>>

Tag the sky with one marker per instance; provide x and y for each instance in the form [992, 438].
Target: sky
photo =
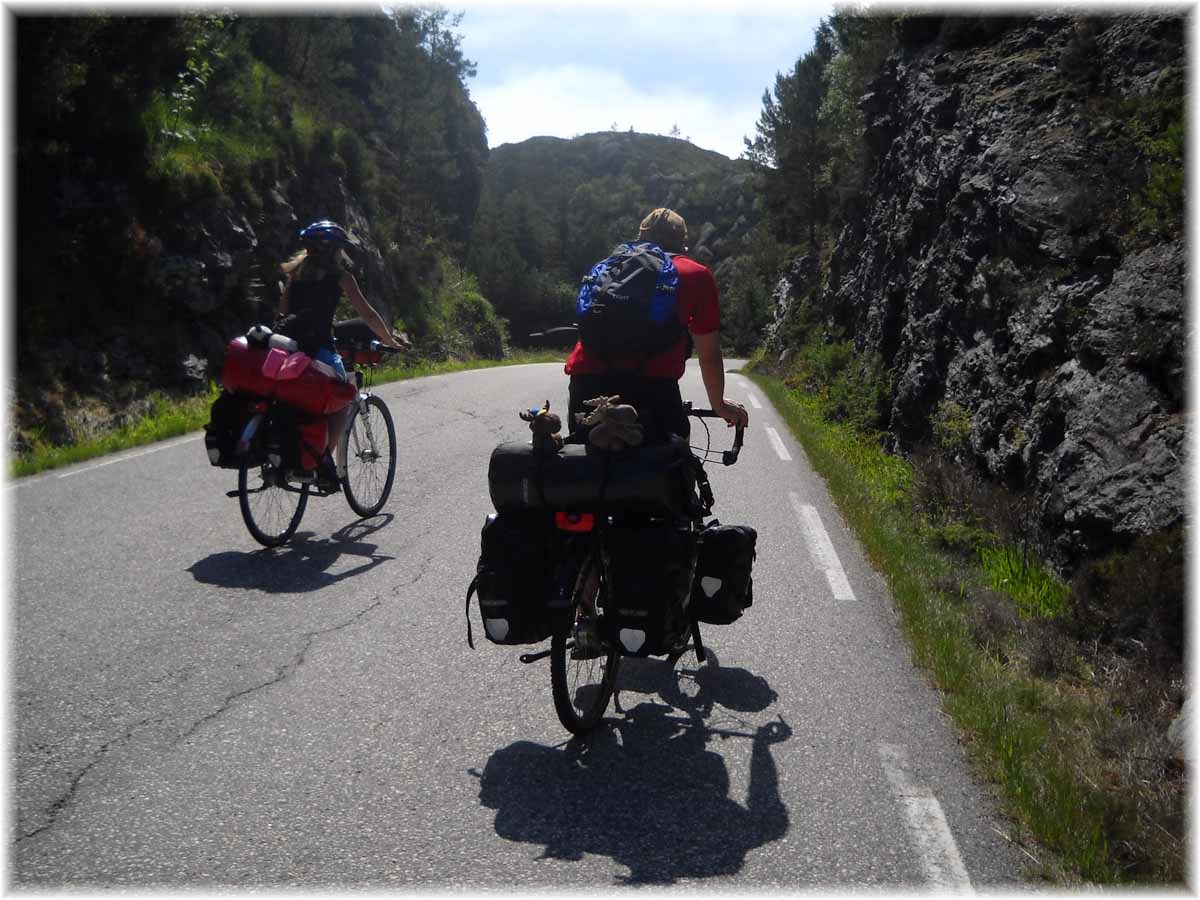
[567, 69]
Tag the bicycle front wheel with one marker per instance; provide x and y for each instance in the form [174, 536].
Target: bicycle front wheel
[582, 673]
[370, 457]
[270, 508]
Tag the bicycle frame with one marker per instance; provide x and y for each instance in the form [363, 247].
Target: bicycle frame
[595, 525]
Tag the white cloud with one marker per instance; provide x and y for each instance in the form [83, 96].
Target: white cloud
[573, 69]
[569, 100]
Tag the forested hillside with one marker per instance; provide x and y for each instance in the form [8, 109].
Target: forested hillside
[166, 163]
[551, 208]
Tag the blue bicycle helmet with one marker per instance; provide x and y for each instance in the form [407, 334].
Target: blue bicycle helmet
[325, 234]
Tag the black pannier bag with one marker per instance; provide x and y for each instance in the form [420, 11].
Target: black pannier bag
[654, 480]
[227, 418]
[724, 586]
[648, 571]
[515, 579]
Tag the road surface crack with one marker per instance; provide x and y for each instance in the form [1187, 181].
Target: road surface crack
[281, 673]
[57, 808]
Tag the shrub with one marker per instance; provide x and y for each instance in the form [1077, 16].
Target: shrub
[1135, 598]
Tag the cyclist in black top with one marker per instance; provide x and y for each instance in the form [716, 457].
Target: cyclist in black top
[318, 277]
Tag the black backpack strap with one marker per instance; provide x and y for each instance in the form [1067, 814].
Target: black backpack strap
[474, 585]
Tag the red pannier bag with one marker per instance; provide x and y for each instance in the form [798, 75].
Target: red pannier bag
[315, 390]
[313, 441]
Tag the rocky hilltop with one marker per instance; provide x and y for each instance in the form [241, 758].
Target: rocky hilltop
[1015, 271]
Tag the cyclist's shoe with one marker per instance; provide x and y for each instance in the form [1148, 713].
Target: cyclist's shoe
[327, 477]
[587, 639]
[681, 642]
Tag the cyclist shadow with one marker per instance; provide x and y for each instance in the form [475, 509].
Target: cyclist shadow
[645, 789]
[300, 565]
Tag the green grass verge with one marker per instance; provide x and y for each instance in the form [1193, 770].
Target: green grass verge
[172, 418]
[1029, 736]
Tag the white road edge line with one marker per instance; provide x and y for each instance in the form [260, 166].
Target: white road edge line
[778, 443]
[156, 448]
[822, 547]
[927, 825]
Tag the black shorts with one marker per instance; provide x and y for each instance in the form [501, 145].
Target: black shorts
[658, 402]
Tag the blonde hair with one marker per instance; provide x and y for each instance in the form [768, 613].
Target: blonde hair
[322, 265]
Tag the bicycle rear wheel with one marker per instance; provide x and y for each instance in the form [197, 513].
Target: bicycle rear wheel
[370, 457]
[270, 508]
[581, 681]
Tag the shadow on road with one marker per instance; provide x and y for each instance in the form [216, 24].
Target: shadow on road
[643, 789]
[304, 564]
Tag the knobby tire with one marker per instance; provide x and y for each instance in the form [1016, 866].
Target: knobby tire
[370, 457]
[264, 505]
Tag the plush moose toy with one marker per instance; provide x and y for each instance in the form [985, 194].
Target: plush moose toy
[545, 427]
[615, 424]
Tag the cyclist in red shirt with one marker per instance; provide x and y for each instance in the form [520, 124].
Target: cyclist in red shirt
[652, 385]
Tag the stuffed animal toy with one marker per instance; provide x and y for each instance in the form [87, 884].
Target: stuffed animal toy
[545, 427]
[615, 424]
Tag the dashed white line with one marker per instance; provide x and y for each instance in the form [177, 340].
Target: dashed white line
[778, 443]
[822, 547]
[927, 825]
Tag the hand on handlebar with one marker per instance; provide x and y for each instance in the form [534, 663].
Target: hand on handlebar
[735, 414]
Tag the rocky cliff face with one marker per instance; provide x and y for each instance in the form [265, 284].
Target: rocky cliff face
[1005, 273]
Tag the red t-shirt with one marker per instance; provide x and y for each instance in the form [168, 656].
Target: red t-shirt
[699, 312]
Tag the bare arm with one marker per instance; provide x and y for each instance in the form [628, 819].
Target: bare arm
[712, 372]
[367, 311]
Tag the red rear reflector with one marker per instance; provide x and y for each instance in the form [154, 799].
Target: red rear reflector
[575, 521]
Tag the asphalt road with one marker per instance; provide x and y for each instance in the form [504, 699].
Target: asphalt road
[192, 711]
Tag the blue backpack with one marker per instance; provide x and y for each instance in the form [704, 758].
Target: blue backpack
[628, 301]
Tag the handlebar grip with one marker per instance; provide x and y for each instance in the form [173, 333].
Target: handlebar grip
[731, 456]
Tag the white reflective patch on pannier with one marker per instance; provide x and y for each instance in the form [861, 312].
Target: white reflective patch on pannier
[497, 629]
[633, 639]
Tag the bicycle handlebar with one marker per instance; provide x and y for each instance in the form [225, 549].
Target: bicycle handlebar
[730, 456]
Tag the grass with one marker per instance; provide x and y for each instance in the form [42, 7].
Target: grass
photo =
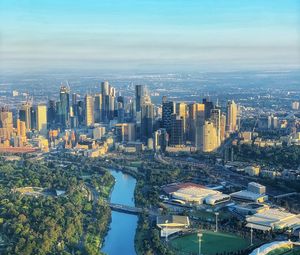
[212, 243]
[209, 216]
[136, 163]
[285, 251]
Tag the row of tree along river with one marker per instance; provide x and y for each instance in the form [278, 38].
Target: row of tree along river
[120, 237]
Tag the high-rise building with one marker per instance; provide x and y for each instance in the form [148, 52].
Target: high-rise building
[208, 107]
[125, 132]
[197, 125]
[6, 119]
[108, 101]
[181, 110]
[147, 119]
[89, 110]
[231, 117]
[177, 134]
[51, 112]
[25, 114]
[210, 142]
[223, 127]
[295, 105]
[64, 109]
[33, 118]
[41, 119]
[120, 109]
[215, 117]
[168, 109]
[139, 97]
[98, 108]
[160, 138]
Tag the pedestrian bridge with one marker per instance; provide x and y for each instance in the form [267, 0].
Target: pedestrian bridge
[125, 208]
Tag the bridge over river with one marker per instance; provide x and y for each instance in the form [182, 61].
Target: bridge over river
[125, 208]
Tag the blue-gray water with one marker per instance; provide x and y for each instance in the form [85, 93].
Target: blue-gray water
[120, 238]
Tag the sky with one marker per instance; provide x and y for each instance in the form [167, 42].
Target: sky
[149, 35]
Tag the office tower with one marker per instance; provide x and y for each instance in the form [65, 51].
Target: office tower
[33, 118]
[22, 129]
[160, 138]
[181, 110]
[98, 108]
[194, 109]
[209, 137]
[176, 136]
[139, 97]
[168, 109]
[6, 124]
[125, 132]
[89, 110]
[81, 112]
[51, 112]
[231, 117]
[74, 98]
[99, 132]
[223, 127]
[6, 119]
[120, 109]
[197, 124]
[64, 108]
[208, 107]
[108, 101]
[215, 117]
[147, 119]
[295, 105]
[41, 119]
[25, 114]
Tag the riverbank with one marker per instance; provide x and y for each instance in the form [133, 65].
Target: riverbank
[122, 193]
[97, 230]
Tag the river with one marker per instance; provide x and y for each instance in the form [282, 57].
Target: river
[120, 237]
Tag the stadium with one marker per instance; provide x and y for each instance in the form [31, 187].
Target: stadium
[211, 243]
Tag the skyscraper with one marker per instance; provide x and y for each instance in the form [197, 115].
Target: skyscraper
[176, 136]
[51, 112]
[181, 110]
[223, 127]
[89, 110]
[168, 109]
[215, 117]
[208, 107]
[64, 109]
[108, 101]
[147, 119]
[209, 137]
[98, 108]
[125, 132]
[139, 97]
[160, 138]
[41, 119]
[197, 124]
[231, 117]
[24, 114]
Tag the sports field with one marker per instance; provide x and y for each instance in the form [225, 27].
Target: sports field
[212, 243]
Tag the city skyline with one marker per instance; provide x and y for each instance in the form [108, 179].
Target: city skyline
[149, 35]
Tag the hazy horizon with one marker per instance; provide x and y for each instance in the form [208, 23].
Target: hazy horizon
[149, 35]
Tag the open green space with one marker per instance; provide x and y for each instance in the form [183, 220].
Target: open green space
[209, 216]
[211, 244]
[285, 251]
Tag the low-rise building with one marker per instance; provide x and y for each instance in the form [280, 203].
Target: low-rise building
[171, 224]
[273, 219]
[254, 193]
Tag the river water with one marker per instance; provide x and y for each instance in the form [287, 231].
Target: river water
[120, 237]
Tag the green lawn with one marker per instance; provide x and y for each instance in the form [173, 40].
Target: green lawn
[285, 251]
[212, 243]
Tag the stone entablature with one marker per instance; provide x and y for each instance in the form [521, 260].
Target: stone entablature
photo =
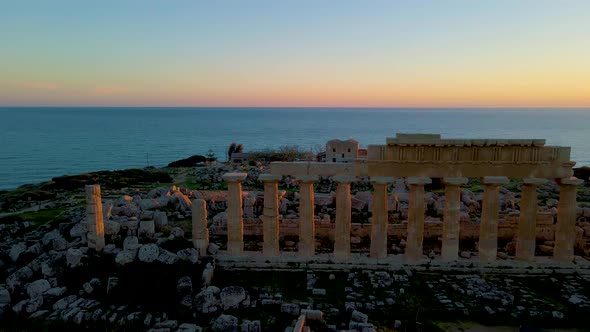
[432, 156]
[420, 158]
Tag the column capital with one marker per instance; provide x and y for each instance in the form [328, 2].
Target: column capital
[573, 181]
[497, 180]
[382, 179]
[454, 181]
[234, 177]
[270, 177]
[344, 178]
[533, 181]
[307, 178]
[415, 180]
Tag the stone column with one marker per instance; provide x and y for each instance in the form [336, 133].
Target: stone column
[200, 229]
[380, 217]
[270, 214]
[416, 218]
[565, 229]
[235, 224]
[488, 227]
[306, 215]
[527, 223]
[94, 218]
[450, 238]
[343, 217]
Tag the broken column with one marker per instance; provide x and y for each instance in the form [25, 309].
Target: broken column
[416, 218]
[235, 223]
[270, 214]
[343, 217]
[94, 218]
[488, 227]
[380, 217]
[200, 229]
[527, 223]
[450, 238]
[565, 229]
[306, 215]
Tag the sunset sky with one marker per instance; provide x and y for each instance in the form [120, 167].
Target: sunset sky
[295, 53]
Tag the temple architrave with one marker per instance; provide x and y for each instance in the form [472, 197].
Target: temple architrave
[419, 158]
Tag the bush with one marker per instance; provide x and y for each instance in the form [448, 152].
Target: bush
[284, 153]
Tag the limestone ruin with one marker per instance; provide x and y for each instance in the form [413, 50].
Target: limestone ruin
[418, 158]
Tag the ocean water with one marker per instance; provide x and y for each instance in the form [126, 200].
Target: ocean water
[37, 144]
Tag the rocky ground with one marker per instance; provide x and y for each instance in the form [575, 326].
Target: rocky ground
[150, 277]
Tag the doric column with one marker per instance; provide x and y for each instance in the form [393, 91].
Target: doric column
[380, 217]
[450, 238]
[565, 231]
[94, 218]
[270, 214]
[343, 217]
[235, 224]
[416, 217]
[488, 227]
[527, 223]
[200, 230]
[306, 215]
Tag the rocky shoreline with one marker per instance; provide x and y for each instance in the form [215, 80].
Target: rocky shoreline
[150, 277]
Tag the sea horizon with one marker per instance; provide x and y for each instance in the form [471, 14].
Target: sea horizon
[44, 142]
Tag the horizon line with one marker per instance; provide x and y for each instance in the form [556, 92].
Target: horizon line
[299, 107]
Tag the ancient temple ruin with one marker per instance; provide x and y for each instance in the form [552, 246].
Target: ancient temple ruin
[418, 158]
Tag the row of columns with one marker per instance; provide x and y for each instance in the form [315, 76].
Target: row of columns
[95, 221]
[488, 240]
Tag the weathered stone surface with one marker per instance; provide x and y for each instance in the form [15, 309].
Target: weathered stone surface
[19, 277]
[4, 296]
[147, 228]
[112, 227]
[160, 219]
[290, 308]
[207, 298]
[148, 253]
[73, 257]
[212, 249]
[186, 327]
[125, 257]
[184, 285]
[131, 243]
[225, 323]
[189, 254]
[232, 296]
[167, 257]
[16, 250]
[360, 317]
[37, 288]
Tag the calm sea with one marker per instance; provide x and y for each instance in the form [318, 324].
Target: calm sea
[37, 144]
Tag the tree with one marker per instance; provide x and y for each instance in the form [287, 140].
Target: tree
[210, 156]
[231, 150]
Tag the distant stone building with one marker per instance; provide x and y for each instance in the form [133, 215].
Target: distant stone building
[338, 151]
[241, 157]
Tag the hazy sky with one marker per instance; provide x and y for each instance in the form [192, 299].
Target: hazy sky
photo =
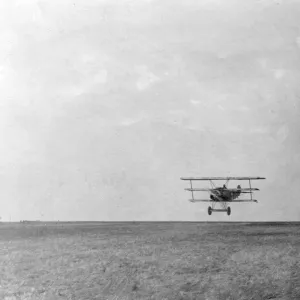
[106, 104]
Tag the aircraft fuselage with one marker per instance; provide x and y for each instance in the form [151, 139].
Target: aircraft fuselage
[223, 195]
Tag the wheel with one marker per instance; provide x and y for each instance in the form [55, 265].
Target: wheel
[228, 211]
[209, 210]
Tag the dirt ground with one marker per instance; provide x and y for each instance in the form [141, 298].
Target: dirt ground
[208, 261]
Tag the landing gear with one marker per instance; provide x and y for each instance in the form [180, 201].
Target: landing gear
[228, 211]
[209, 210]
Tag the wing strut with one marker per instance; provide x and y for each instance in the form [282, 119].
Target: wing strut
[250, 189]
[192, 190]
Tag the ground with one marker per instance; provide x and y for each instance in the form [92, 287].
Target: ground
[150, 261]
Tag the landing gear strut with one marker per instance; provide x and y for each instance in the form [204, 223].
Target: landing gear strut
[228, 211]
[209, 210]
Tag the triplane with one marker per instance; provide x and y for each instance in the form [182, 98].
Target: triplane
[222, 195]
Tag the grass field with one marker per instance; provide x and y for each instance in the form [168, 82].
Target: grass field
[150, 261]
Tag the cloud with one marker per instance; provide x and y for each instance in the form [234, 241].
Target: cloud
[146, 78]
[278, 74]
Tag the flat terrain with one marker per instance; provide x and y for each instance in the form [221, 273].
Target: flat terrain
[150, 261]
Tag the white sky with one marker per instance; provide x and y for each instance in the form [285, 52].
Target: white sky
[105, 104]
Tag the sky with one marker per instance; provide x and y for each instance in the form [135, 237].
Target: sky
[106, 104]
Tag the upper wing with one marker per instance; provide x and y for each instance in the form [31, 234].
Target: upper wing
[221, 178]
[198, 190]
[246, 190]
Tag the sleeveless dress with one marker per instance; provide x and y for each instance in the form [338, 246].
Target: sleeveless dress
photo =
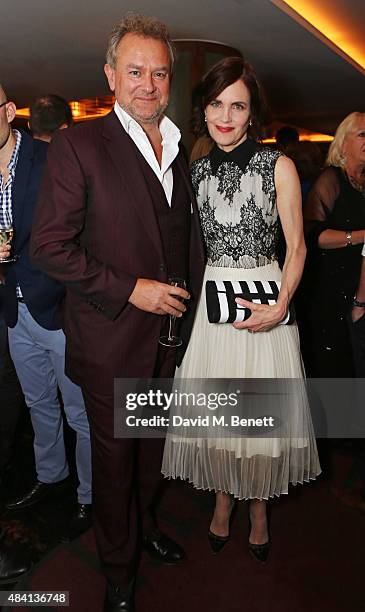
[237, 205]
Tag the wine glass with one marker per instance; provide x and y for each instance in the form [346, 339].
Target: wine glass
[6, 236]
[171, 339]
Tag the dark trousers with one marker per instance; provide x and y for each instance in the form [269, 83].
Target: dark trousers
[126, 478]
[11, 398]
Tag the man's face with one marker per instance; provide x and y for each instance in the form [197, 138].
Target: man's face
[141, 77]
[7, 114]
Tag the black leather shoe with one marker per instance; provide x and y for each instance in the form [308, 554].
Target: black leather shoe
[259, 552]
[118, 599]
[39, 492]
[217, 542]
[79, 523]
[159, 546]
[15, 561]
[5, 474]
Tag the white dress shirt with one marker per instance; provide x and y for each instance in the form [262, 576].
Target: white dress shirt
[170, 147]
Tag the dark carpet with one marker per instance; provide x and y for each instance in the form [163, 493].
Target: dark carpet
[316, 562]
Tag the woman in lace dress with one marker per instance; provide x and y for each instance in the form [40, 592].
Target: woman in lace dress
[242, 189]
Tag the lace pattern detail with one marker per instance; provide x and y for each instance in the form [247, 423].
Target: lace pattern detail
[238, 210]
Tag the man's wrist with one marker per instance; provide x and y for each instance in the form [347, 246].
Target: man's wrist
[358, 303]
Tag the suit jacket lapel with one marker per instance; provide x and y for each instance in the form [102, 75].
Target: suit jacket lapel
[121, 149]
[22, 172]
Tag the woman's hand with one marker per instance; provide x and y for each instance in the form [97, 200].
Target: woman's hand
[263, 317]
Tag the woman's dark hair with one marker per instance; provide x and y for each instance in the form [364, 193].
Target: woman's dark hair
[223, 74]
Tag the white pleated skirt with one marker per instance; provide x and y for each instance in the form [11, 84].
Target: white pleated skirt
[246, 467]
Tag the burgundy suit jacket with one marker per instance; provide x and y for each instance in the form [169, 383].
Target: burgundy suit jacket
[95, 230]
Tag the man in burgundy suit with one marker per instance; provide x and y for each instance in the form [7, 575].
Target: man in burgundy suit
[116, 218]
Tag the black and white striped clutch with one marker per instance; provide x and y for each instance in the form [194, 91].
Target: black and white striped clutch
[221, 295]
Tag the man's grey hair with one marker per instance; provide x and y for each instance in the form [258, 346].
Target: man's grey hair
[144, 26]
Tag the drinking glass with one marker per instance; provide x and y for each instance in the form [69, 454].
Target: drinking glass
[171, 339]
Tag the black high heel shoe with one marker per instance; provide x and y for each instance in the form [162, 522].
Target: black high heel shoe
[217, 542]
[259, 552]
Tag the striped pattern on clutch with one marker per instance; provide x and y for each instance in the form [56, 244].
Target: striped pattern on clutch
[221, 295]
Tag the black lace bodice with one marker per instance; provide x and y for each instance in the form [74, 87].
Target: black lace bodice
[238, 210]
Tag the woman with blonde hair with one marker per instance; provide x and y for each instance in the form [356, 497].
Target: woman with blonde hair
[335, 221]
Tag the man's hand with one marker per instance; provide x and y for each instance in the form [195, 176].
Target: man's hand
[263, 317]
[4, 251]
[156, 297]
[356, 313]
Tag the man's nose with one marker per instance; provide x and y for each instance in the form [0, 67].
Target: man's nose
[148, 83]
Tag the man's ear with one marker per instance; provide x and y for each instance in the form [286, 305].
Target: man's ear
[110, 75]
[10, 111]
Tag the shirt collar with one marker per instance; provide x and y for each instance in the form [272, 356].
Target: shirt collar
[15, 154]
[241, 155]
[169, 131]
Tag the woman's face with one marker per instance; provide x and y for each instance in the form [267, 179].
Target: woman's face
[228, 116]
[354, 145]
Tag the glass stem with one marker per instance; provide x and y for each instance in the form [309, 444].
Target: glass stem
[171, 326]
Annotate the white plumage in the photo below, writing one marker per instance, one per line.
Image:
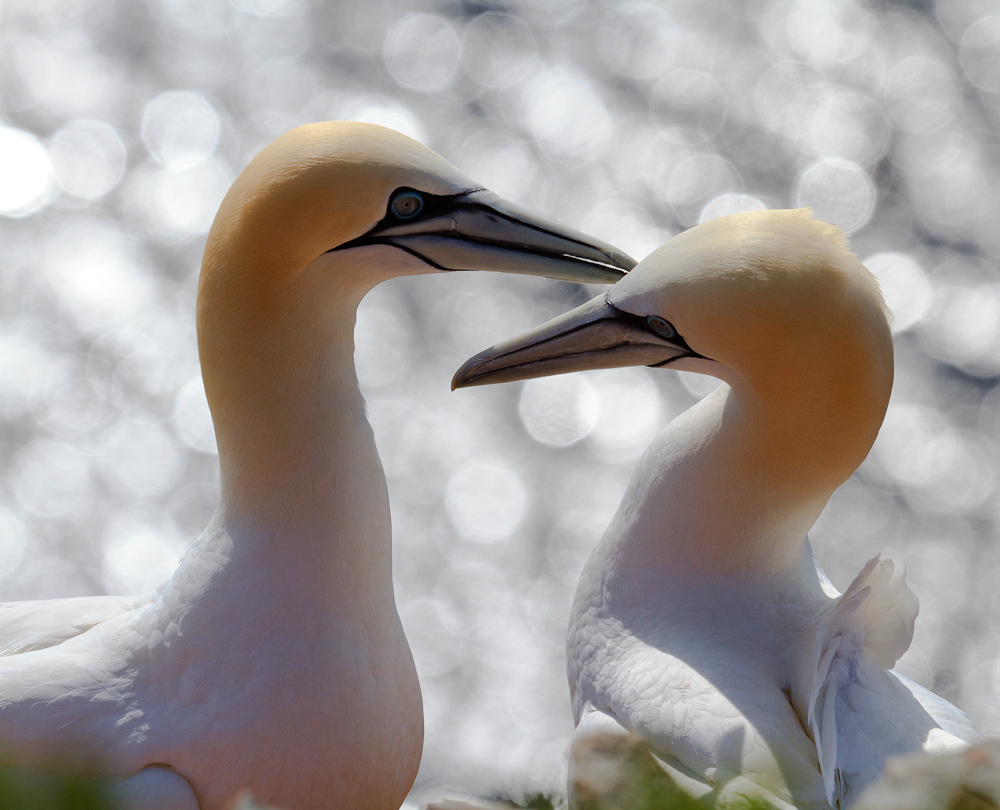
(702, 621)
(273, 659)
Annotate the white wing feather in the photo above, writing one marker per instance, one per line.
(27, 626)
(857, 710)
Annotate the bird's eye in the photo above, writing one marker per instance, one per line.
(407, 204)
(661, 326)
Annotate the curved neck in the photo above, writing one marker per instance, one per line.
(298, 462)
(732, 486)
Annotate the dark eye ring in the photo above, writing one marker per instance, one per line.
(407, 204)
(661, 326)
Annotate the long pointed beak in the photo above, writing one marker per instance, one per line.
(478, 230)
(594, 335)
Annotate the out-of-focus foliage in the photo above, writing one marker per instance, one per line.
(969, 780)
(122, 122)
(613, 772)
(20, 790)
(26, 790)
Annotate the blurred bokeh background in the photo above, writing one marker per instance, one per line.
(123, 123)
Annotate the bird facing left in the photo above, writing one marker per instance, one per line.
(274, 659)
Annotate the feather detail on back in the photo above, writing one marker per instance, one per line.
(855, 709)
(27, 626)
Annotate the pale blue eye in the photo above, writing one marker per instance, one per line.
(661, 326)
(407, 204)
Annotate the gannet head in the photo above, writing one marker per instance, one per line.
(350, 187)
(771, 302)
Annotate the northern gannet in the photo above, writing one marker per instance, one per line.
(273, 659)
(702, 621)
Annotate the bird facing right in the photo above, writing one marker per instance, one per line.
(702, 621)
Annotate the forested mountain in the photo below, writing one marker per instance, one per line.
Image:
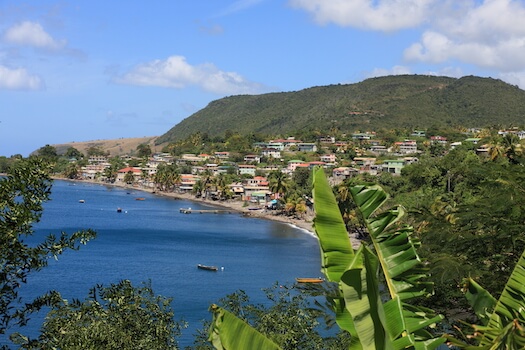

<<

Task to carry out
Go through the data and show each line that holds "below".

Final answer
Annotate the white plumage in the photo below, writing one marker per instance, one per line.
Annotate the forested mountain in the photo below, writing one marker per instance, one per line.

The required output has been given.